Goal a: Rewrite the listing of bounding box data below, replacing "snug" with "tight" and changing nothing else.

Text extract:

================================

Bilal Zuberi’s wonderful post on Ramzan in Pakistan has inspired me to finally write about Rooh Afza – something I have been meaning to do for a while. Bilal’s post was made all the more poignant for me because I spent the first week of Ramzan in Pakistan. As Bilal mentioned, one of the many things that is a near necessary feature of the Pakistani Iftar spread is Rooh Afza.
By the way, 2007 was the 100th anniversary of the birth of Rooh Afza! The mashroob e Mashriq (“syrup of the East”) was first introduced by its inventor and founder of Hamdard Laboratories, Hakeem Abdul Majeed, in 1907.
Of course, this is true not just for Pakistan nor is this the only Ramzan-special drink in Pakistan. But the unstated rule seems that there cannot be Ramzan, or at least Iftar, in Pakistan without Rooh Afza. While this is certainly not true, I will not be surprised if some people actually consider drinking Rooh Afza for Iftari to be baaes-i-sawaab! After the mandatory khajoor, the ubiquitousness of Rooh Afza on the Iftar table in Pakistan vies with the likes of pakoora, samoosa, and dahi bhallay!

================================

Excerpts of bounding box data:
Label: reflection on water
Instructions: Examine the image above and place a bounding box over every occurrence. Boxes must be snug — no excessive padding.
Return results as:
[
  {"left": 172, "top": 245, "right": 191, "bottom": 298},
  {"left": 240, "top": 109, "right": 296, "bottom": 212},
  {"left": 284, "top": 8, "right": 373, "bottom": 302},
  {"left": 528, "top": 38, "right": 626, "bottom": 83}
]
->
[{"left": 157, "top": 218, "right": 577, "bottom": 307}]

================================

Goal b: Which foods does the Rooh Afza post say appear with Rooh Afza on the Iftar table in Pakistan? List every one.

Solution a:
Label: reflection on water
Instructions: Examine the image above and place a bounding box over every occurrence. Boxes must be tight — no excessive padding.
Return results as:
[
  {"left": 172, "top": 245, "right": 191, "bottom": 298},
  {"left": 240, "top": 109, "right": 296, "bottom": 212},
  {"left": 284, "top": 8, "right": 373, "bottom": 302},
  {"left": 528, "top": 38, "right": 626, "bottom": 83}
]
->
[{"left": 157, "top": 218, "right": 577, "bottom": 307}]

Solution b: khajoor, pakoora, samoosa, dahi bhallay